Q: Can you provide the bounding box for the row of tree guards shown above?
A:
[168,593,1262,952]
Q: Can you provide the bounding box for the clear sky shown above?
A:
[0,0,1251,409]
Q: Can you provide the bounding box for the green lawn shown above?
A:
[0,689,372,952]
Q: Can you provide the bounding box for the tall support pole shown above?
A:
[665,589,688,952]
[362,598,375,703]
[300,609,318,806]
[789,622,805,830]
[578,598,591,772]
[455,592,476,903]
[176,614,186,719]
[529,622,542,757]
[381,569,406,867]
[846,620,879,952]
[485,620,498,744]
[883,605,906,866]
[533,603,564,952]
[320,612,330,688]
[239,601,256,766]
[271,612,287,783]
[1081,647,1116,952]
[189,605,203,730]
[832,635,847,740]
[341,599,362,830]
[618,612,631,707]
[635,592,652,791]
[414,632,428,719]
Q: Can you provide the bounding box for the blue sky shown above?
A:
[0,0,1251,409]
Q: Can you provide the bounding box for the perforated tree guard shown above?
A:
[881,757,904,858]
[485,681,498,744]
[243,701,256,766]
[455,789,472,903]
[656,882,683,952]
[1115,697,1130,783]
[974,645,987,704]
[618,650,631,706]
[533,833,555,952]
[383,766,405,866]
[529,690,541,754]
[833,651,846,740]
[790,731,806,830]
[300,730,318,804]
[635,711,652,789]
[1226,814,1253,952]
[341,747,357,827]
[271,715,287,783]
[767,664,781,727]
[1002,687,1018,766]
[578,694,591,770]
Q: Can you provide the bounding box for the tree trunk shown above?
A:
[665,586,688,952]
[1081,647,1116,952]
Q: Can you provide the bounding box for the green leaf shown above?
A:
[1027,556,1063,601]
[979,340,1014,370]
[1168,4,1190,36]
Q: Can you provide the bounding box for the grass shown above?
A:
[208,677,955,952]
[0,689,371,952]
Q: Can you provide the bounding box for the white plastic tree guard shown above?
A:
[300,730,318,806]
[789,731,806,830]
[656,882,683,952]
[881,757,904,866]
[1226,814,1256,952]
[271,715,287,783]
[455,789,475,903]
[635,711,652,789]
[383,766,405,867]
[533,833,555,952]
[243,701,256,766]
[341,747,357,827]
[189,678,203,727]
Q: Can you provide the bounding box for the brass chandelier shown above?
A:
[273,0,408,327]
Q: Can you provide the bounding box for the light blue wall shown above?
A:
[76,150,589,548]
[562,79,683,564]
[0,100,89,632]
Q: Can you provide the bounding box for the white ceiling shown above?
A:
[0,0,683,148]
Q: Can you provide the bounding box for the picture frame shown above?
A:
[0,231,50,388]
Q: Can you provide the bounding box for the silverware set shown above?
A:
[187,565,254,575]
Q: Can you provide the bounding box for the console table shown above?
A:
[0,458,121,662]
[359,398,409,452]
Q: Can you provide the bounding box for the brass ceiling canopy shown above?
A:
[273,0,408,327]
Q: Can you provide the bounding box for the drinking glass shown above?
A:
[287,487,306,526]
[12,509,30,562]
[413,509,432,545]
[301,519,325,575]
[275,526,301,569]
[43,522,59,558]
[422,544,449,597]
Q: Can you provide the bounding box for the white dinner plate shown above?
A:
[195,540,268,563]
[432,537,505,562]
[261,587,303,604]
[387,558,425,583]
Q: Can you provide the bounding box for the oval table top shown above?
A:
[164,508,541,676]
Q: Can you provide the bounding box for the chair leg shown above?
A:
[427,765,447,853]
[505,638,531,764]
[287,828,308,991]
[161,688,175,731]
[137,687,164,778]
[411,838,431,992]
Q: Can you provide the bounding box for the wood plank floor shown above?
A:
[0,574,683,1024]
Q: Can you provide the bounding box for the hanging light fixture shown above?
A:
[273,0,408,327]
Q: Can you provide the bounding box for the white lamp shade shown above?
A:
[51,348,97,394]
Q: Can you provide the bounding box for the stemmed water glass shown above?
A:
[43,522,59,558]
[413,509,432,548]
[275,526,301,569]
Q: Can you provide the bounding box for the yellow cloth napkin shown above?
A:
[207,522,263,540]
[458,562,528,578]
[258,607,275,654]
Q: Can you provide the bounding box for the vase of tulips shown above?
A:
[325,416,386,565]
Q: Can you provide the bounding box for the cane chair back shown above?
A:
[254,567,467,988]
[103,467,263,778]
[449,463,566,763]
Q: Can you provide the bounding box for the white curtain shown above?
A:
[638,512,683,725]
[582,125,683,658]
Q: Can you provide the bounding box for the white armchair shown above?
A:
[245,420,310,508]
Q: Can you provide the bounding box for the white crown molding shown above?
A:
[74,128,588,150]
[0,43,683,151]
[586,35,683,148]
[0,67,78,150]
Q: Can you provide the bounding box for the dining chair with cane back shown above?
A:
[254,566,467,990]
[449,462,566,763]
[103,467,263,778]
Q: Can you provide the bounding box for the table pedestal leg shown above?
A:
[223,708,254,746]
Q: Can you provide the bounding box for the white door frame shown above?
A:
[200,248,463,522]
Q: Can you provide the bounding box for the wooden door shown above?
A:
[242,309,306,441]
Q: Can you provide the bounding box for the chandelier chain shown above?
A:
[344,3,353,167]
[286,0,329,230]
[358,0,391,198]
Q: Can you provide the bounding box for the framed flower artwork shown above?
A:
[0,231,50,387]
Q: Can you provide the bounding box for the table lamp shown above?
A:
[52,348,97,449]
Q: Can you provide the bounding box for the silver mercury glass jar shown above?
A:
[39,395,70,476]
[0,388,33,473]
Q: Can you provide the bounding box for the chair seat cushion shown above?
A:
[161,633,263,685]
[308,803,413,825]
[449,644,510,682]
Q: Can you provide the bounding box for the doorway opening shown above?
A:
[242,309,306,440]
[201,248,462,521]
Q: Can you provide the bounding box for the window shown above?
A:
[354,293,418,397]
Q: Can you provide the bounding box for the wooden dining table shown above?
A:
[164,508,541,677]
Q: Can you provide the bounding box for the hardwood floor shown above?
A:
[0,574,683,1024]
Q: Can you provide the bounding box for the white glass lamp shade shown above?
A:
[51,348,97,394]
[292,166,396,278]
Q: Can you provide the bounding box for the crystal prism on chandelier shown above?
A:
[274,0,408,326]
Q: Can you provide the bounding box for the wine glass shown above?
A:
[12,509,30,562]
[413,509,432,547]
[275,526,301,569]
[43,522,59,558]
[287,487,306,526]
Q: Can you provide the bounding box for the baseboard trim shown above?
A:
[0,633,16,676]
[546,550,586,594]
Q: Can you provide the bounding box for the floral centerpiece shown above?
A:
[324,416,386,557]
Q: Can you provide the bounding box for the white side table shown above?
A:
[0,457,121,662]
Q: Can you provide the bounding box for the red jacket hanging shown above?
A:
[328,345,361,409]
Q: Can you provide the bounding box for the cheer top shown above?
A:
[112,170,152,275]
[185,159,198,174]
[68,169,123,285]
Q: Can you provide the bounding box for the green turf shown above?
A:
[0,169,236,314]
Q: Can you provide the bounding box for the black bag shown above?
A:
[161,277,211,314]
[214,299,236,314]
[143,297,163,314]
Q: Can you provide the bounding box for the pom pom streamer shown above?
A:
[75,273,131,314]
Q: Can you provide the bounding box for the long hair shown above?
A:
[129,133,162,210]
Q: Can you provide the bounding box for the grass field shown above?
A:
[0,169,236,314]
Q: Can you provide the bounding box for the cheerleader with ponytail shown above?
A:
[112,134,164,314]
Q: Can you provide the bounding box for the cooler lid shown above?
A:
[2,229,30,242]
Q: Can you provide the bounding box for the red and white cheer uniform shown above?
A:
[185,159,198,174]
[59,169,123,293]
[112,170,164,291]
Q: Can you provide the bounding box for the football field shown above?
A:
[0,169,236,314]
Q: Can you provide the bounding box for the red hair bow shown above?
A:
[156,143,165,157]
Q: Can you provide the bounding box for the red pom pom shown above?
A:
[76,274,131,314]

- **What is asked**: Turn every line of the items above into a JSON list of strings, one string per line, with blank lines left out.

- **Solved problem**:
[
  "Q: Can you provide the bounding box for the row of tree guards shown above?",
  "A:",
  "[168,593,1262,952]",
  "Q: Can you provide the bounding box for the clear sky shown above?",
  "A:",
  "[0,0,1251,409]",
  "Q: Can you provide the bounding box for the green lawn shown above?",
  "A:",
  "[0,689,372,952]",
  "Q: Can you provide the bounding box for the tall support pole shown above?",
  "A:",
  "[665,589,688,952]",
  "[362,598,375,703]",
  "[300,609,318,806]",
  "[789,622,805,830]",
  "[578,598,591,772]",
  "[455,592,476,903]",
  "[176,614,186,719]",
  "[529,622,542,757]",
  "[381,569,406,867]",
  "[846,620,879,952]",
  "[485,620,498,744]",
  "[883,605,906,866]",
  "[533,603,564,952]",
  "[320,612,330,688]",
  "[239,601,256,766]",
  "[271,612,287,783]",
  "[1081,647,1116,952]",
  "[189,605,203,730]",
  "[832,635,847,740]",
  "[341,599,362,830]",
  "[618,612,631,707]",
  "[635,592,652,791]",
  "[414,632,428,719]",
  "Q: Can you provide the bounding box for the blue sky shown above?",
  "A:",
  "[0,0,1251,409]",
  "Q: Can you provide the bounding box for the perforated tree guard shown above?",
  "A:",
  "[881,757,904,858]",
  "[485,681,498,744]",
  "[243,701,256,766]",
  "[455,789,472,903]",
  "[656,882,683,952]",
  "[1115,697,1130,783]",
  "[974,645,987,704]",
  "[618,650,631,706]",
  "[533,833,555,952]",
  "[383,766,405,866]",
  "[529,690,541,754]",
  "[833,651,846,740]",
  "[790,731,806,830]",
  "[300,730,318,804]",
  "[635,711,652,789]",
  "[1226,814,1253,952]",
  "[341,747,357,827]",
  "[271,715,287,783]",
  "[767,664,781,727]",
  "[1002,687,1018,766]",
  "[578,694,591,770]",
  "Q: Can you provide the bounding box for the tree trunk shown above?",
  "A:",
  "[665,586,688,952]",
  "[1081,647,1116,952]",
  "Q: Can you provide the bounding box for the green leaf shown above?",
  "A:",
  "[1027,556,1063,601]",
  "[979,340,1014,370]",
  "[1168,4,1190,36]",
  "Q: Can you provide the bounding box for the grass shown above?",
  "A:",
  "[208,677,955,952]",
  "[0,689,371,952]",
  "Q: Can you provide the bounding box for the white plastic tree guard shown above?",
  "A:",
  "[300,730,318,806]",
  "[789,731,806,830]",
  "[656,882,683,952]",
  "[881,757,904,866]",
  "[1226,814,1256,952]",
  "[271,715,287,783]",
  "[455,789,475,903]",
  "[635,711,652,789]",
  "[383,766,405,867]",
  "[533,833,555,952]",
  "[243,701,256,766]",
  "[341,747,357,827]",
  "[189,678,203,727]",
  "Q: Can you provide the bounding box for the brass chandelier shown above?",
  "A:",
  "[273,0,408,327]",
  "Q: Can you provide the bounding box for the light blue wall shown above?",
  "A:",
  "[76,150,589,548]",
  "[562,79,683,564]",
  "[0,100,89,632]",
  "Q: Can you provide the bounding box for the white ceiling shown above?",
  "A:",
  "[0,0,683,148]",
  "Q: Can you provide the bounding box for the picture frame shown above?",
  "A:",
  "[0,231,50,388]",
  "Q: Can you provide the bounding box for the silverware set shown above?",
  "A:",
  "[187,565,254,575]",
  "Q: Can you provide the bounding box for the console table shown above?",
  "A:",
  "[0,458,121,662]",
  "[359,398,409,452]",
  "Q: Can you provide the bounding box for the brass ceiling canopy shown above?",
  "A:",
  "[273,0,408,327]",
  "Q: Can you provide the bounding box for the drinking glass shown above?",
  "A:",
  "[287,487,306,526]",
  "[12,509,30,562]",
  "[413,509,432,545]",
  "[301,519,325,575]",
  "[275,526,301,569]",
  "[43,522,59,558]",
  "[422,544,449,597]",
  "Q: Can you provide the bounding box for the white dinner plate shown above?",
  "A:",
  "[195,540,268,563]",
  "[432,537,505,562]",
  "[261,587,303,604]",
  "[387,558,425,583]",
  "Q: Can you provide the bounding box for the oval table top shown above?",
  "A:",
  "[164,508,541,676]",
  "Q: Can you provide the bounding box for the chair leg shown above?",
  "A:",
  "[427,765,447,853]",
  "[505,638,531,764]",
  "[287,828,308,991]",
  "[161,688,175,731]",
  "[137,687,164,778]",
  "[411,838,431,992]",
  "Q: Can you provide the bounding box for the wood plank floor shown above?",
  "A:",
  "[0,574,683,1024]",
  "Q: Can you provide the bounding box for the hanging light fixture shown above?",
  "A:",
  "[273,0,408,327]",
  "Q: Can you provide the bounding box for the white lamp shade shown above?",
  "A:",
  "[51,348,97,394]",
  "Q: Can you provide the bounding box for the stemmed water glass shown above?",
  "A:",
  "[43,522,59,558]",
  "[413,509,432,548]",
  "[275,526,301,569]",
  "Q: Can you provide the bounding box for the yellow cloth napkin shown above?",
  "A:",
  "[207,522,263,540]",
  "[458,562,528,578]",
  "[258,607,275,654]",
  "Q: Can you provide the bounding box for the vase of tulips shown above?",
  "A:",
  "[325,416,386,565]",
  "Q: Can you provide the bounding box for the cane chair back shown above?",
  "A:",
  "[254,567,467,988]",
  "[103,467,263,778]",
  "[449,463,566,763]",
  "Q: Can you provide the bounding box for the white curtain shown above?",
  "A:",
  "[638,512,683,725]",
  "[582,125,683,658]",
  "Q: Can you provide the bounding box for the white armchair shown above?",
  "A:",
  "[245,420,310,508]",
  "Q: Can you provide the bounding box for the white crown molding shown above?",
  "A:",
  "[74,128,588,150]",
  "[0,43,683,151]",
  "[586,35,683,148]",
  "[0,67,78,150]",
  "Q: Can you provide the bounding box for the dining chair with cane back shown above?",
  "A:",
  "[254,566,467,990]",
  "[449,462,566,763]",
  "[103,467,263,778]",
  "Q: Can you provide the bounding box for the table pedestal leg shown above?",
  "A:",
  "[223,708,254,746]",
  "Q: Can you provide the bounding box for the white door frame shown above?",
  "A:",
  "[200,248,463,522]",
  "Q: Can you provide the bounding box for the wooden door shown above?",
  "A:",
  "[242,309,306,441]",
  "Q: Can you provide the bounding box for the chandelier chain shown above?",
  "A:",
  "[344,3,353,167]",
  "[286,0,329,230]",
  "[358,0,391,198]",
  "Q: Can you provide the bounding box for the framed flower artwork shown above?",
  "A:",
  "[0,231,50,387]",
  "Q: Can you provide the bounding box for the table lamp shown above?",
  "A:",
  "[52,348,97,449]",
  "Q: Can you provide the bounding box for the silver mercury glass jar shown above?",
  "A:",
  "[39,395,70,476]",
  "[0,388,33,473]",
  "Q: Can you provide the bounding box for the chair seat cushion shown above?",
  "A:",
  "[161,633,263,685]",
  "[308,803,413,825]",
  "[449,644,510,682]",
  "Q: Can you provide the bounding box for the doorway opening shown above?",
  "A:",
  "[242,309,306,440]",
  "[201,248,462,521]",
  "Q: Can you provide the bounding box for the window shown above?",
  "A:",
  "[354,293,418,397]",
  "Q: Can you provide the bounding box for the wooden dining table shown above?",
  "A:",
  "[164,508,541,677]",
  "Q: Can you provide the bounding box for the hardwood floor shown above?",
  "A:",
  "[0,574,683,1024]",
  "Q: Can you provide the bounding box for the white glass lamp shade shown above?",
  "A:",
  "[51,348,97,394]",
  "[292,166,396,278]",
  "Q: Can you provide the bounding box for the crystal prism on chandelier shown above?",
  "A:",
  "[274,0,408,326]",
  "Q: Can you provide the bounding box for the wine glass shown above?",
  "A:",
  "[12,509,30,562]",
  "[413,509,432,547]",
  "[275,526,301,569]",
  "[43,522,59,558]",
  "[287,487,306,526]",
  "Q: Can you provide the bounding box for the baseboard trim shown above?",
  "A:",
  "[0,633,16,676]",
  "[546,550,586,594]",
  "Q: Can you provide the bounding box for the floral centerpiece shown above?",
  "A:",
  "[324,416,386,557]",
  "Q: Can you provide the bounding box for the white side table shown above?",
  "A:",
  "[0,457,121,662]",
  "Q: Can you provide the bounding box for the red jacket hanging shown above?",
  "A:",
  "[328,345,361,409]",
  "Q: Can you provide the bounding box for the cheer top shown above?",
  "A:",
  "[112,170,152,275]",
  "[185,159,198,174]",
  "[68,169,123,285]",
  "Q: Can you provide the bounding box for the green turf shown above?",
  "A:",
  "[0,169,236,314]",
  "Q: Can you provide the bounding box for the black bag shown above?",
  "A:",
  "[161,277,211,314]",
  "[214,299,236,314]",
  "[143,297,163,314]",
  "Q: Can you provide the bounding box for the pom pom streamer shown above?",
  "A:",
  "[75,273,131,314]",
  "Q: Can you provide the bounding box for the long hair shown above?",
  "A:",
  "[129,133,162,210]",
  "Q: Can you provide the bounding box for the grass field shown above?",
  "A:",
  "[0,169,236,314]",
  "Q: Can you provide the bounding box for the cheerleader with ponytail shown above?",
  "A:",
  "[112,134,164,314]",
  "Q: Can you provide the bounding box for the cooler lid shown above?",
  "A:",
  "[2,229,30,242]",
  "Q: Can you provide the bounding box for the red and white cheer uniform shown above?",
  "A:",
  "[185,159,198,174]",
  "[59,169,123,293]",
  "[112,170,164,291]",
  "Q: Can you provide the bounding box for the football field shown above?",
  "A:",
  "[0,169,236,314]",
  "Q: Can you provide the bounding box for the red hair bow shown above?",
  "A:",
  "[156,143,165,157]",
  "Q: Can you provide the bounding box for the red pom pom shown above?",
  "A:",
  "[76,274,131,314]"
]